**Task objective**
Report each line of the records where "wing" occurs.
Top of The records
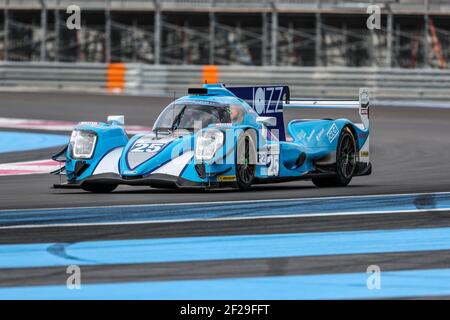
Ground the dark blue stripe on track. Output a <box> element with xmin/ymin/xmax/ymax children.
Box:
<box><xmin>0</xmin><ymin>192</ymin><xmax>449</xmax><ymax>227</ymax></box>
Bottom of The records
Top of The records
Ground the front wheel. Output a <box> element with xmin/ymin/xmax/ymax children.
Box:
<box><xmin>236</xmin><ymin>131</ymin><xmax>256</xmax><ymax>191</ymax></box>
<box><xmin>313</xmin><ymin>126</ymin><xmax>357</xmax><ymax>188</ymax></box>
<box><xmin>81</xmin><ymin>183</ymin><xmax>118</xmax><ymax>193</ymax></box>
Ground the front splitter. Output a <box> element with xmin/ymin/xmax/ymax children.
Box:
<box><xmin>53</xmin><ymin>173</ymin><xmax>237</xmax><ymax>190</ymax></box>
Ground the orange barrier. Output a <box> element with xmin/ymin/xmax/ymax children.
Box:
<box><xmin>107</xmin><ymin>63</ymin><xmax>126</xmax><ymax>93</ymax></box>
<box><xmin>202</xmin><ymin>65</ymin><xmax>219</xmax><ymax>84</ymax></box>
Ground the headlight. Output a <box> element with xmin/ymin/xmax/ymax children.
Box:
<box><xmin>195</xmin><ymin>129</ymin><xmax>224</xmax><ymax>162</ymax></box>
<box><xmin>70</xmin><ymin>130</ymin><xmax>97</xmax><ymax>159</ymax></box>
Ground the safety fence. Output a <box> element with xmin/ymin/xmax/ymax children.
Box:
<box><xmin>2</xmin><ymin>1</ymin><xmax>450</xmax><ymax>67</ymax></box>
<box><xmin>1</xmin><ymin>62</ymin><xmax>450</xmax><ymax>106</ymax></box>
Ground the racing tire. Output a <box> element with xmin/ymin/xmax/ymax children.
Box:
Bottom of The records
Top of The records
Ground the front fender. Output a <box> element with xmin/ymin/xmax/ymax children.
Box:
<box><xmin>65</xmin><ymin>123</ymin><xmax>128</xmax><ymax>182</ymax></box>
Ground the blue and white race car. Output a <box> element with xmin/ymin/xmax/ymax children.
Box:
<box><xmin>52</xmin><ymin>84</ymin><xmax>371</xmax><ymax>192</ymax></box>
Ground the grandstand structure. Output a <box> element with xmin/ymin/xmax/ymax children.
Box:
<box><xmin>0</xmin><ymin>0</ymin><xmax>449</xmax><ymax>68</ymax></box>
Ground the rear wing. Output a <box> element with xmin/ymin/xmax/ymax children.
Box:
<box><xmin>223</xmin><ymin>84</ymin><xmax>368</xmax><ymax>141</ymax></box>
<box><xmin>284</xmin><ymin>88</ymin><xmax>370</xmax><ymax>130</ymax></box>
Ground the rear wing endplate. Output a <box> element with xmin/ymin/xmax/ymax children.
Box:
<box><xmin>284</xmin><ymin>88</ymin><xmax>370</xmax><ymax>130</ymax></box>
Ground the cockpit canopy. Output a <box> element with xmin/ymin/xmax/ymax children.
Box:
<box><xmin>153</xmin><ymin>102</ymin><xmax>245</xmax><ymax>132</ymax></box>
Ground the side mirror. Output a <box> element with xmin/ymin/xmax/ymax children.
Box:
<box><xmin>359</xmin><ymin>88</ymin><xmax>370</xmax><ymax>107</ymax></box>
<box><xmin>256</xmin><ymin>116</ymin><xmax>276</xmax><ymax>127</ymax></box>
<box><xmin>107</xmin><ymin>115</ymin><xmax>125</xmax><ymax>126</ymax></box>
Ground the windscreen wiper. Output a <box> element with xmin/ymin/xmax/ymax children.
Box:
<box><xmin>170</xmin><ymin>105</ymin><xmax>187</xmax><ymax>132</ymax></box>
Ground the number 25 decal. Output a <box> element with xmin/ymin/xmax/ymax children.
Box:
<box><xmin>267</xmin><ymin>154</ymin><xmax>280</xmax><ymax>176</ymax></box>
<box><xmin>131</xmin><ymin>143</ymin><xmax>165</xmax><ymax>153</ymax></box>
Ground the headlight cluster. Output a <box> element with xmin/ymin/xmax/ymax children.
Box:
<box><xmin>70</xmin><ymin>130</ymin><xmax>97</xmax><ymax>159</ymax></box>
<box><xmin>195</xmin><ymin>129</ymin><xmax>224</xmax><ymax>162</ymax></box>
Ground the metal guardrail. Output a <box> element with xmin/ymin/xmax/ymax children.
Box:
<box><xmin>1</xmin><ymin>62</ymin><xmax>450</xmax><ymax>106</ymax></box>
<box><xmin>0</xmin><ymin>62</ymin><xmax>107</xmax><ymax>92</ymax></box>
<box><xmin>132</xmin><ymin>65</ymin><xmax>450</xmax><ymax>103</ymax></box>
Bottom of The records
**Response area**
Ground the rear wing. Output a <box> element with xmin/ymin/xmax/ymax children.
Ground the rear wing endplate. Output a <box> element with xmin/ymin/xmax/ymax children.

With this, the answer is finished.